= EXERCISE INPUTS =

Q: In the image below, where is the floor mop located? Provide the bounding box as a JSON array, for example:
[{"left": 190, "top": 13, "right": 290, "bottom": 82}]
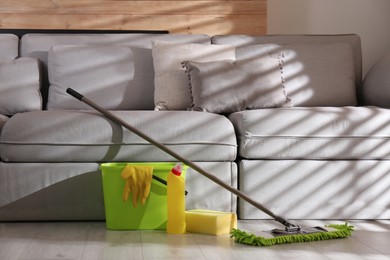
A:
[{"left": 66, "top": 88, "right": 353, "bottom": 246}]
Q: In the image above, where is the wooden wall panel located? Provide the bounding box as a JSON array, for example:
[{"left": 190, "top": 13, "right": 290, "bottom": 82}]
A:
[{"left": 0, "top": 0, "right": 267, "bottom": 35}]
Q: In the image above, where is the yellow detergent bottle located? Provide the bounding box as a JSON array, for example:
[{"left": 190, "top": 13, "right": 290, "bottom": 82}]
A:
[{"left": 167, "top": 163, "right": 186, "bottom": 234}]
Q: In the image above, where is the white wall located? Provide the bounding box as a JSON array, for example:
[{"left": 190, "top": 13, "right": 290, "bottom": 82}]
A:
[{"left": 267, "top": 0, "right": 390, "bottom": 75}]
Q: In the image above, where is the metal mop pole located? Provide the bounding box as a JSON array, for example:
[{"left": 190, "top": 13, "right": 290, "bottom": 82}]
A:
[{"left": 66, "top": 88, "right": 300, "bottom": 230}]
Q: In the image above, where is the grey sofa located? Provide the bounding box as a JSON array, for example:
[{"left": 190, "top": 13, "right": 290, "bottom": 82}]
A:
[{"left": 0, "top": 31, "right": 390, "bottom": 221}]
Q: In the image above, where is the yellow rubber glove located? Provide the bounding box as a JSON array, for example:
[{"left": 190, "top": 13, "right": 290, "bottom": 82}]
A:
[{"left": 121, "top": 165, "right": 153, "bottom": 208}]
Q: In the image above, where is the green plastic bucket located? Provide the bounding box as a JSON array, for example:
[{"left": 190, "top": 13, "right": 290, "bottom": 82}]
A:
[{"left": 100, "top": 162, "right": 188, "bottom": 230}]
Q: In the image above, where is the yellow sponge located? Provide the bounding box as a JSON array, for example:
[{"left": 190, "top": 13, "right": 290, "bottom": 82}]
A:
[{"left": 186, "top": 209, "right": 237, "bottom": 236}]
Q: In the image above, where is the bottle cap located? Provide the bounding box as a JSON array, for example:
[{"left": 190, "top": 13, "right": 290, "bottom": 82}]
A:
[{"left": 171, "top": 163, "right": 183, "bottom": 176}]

* * *

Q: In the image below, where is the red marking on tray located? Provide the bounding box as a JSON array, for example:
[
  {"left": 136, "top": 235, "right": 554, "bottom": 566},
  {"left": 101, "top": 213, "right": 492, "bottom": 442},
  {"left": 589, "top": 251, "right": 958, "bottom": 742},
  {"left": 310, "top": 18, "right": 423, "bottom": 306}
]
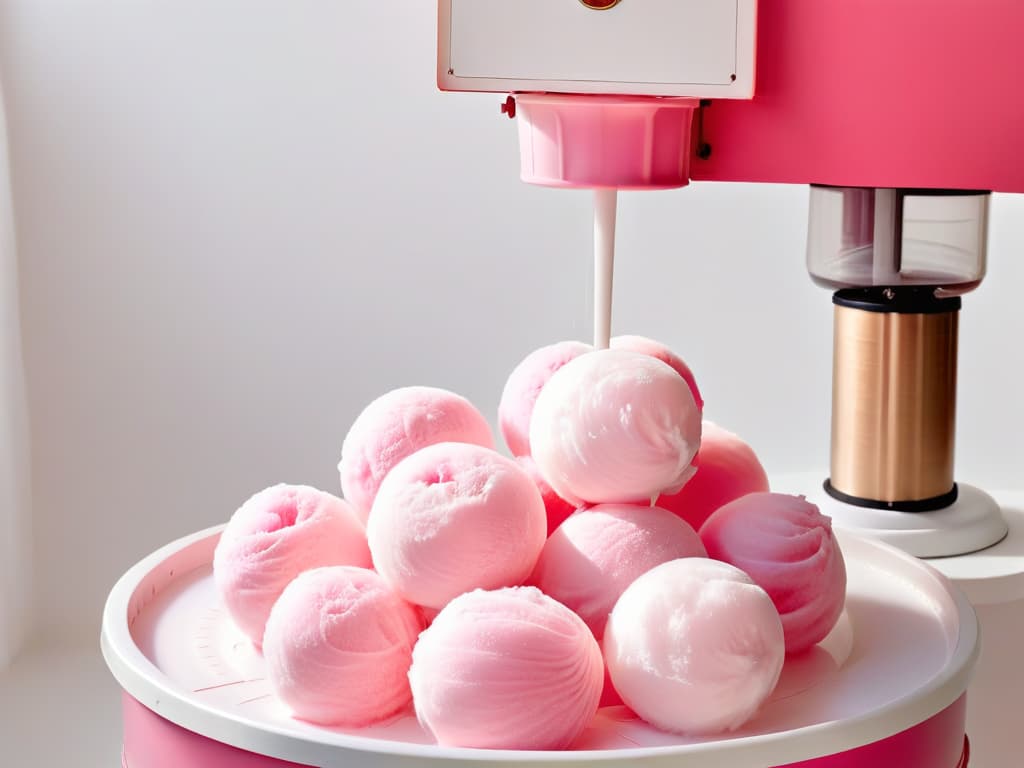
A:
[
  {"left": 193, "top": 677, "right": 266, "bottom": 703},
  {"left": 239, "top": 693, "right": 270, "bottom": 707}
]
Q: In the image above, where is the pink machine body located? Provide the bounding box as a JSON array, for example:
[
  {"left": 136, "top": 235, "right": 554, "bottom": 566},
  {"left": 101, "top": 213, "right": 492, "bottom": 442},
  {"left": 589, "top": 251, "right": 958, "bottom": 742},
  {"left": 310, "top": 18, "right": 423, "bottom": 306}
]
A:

---

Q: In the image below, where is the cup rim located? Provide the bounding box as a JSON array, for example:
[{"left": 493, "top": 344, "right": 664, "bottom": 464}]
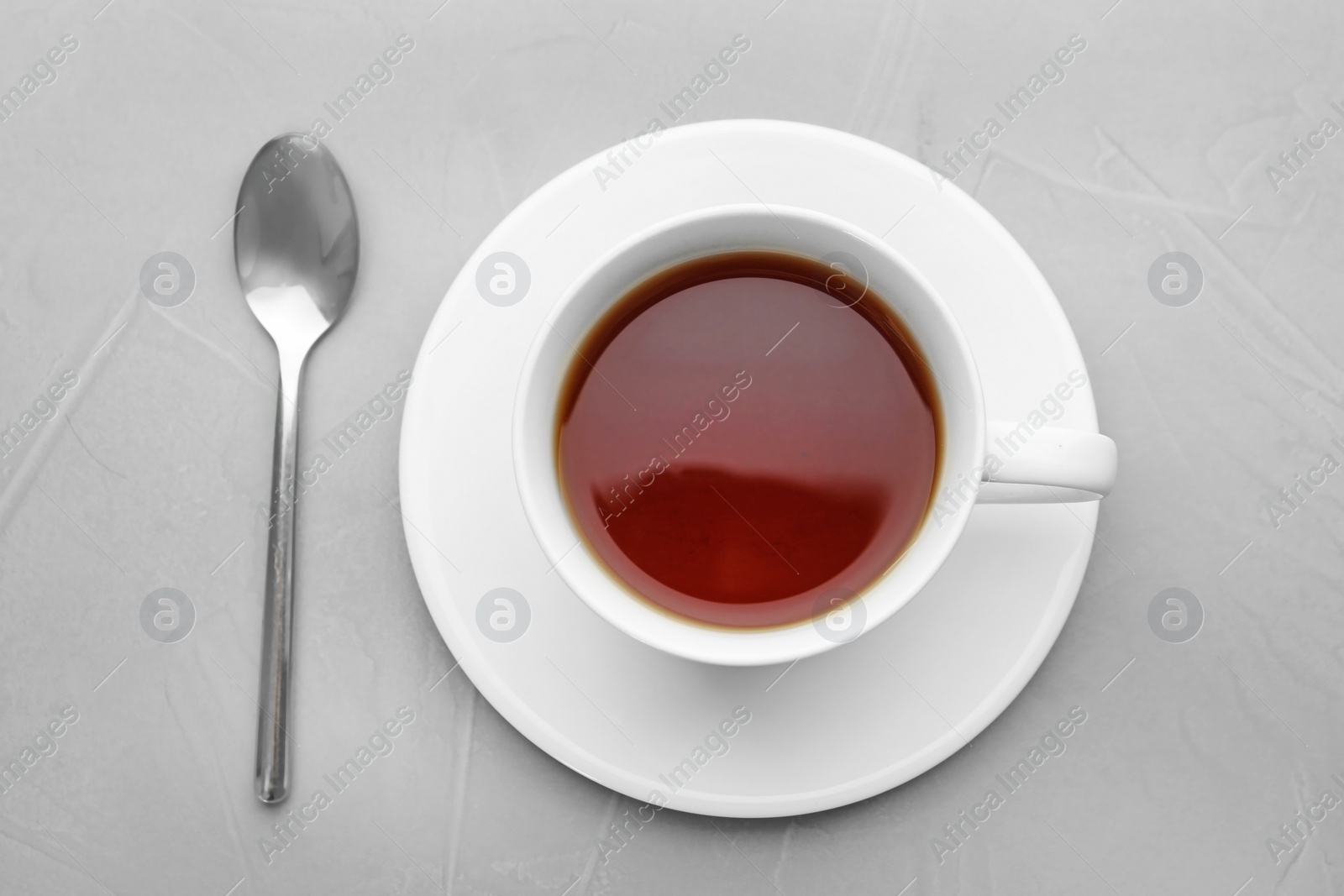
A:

= AIM =
Copy out every line of the listing above that contains the string "bottle". Matching is case-sensitive.

= OUTPUT FOR THIS EXERCISE =
Q: In the image above, where is the yellow detergent bottle located? Provide the bounding box as a JSON array, for example:
Q: In the image above, where is the bottle cap located? Provide the bounding box as a JSON array, for example:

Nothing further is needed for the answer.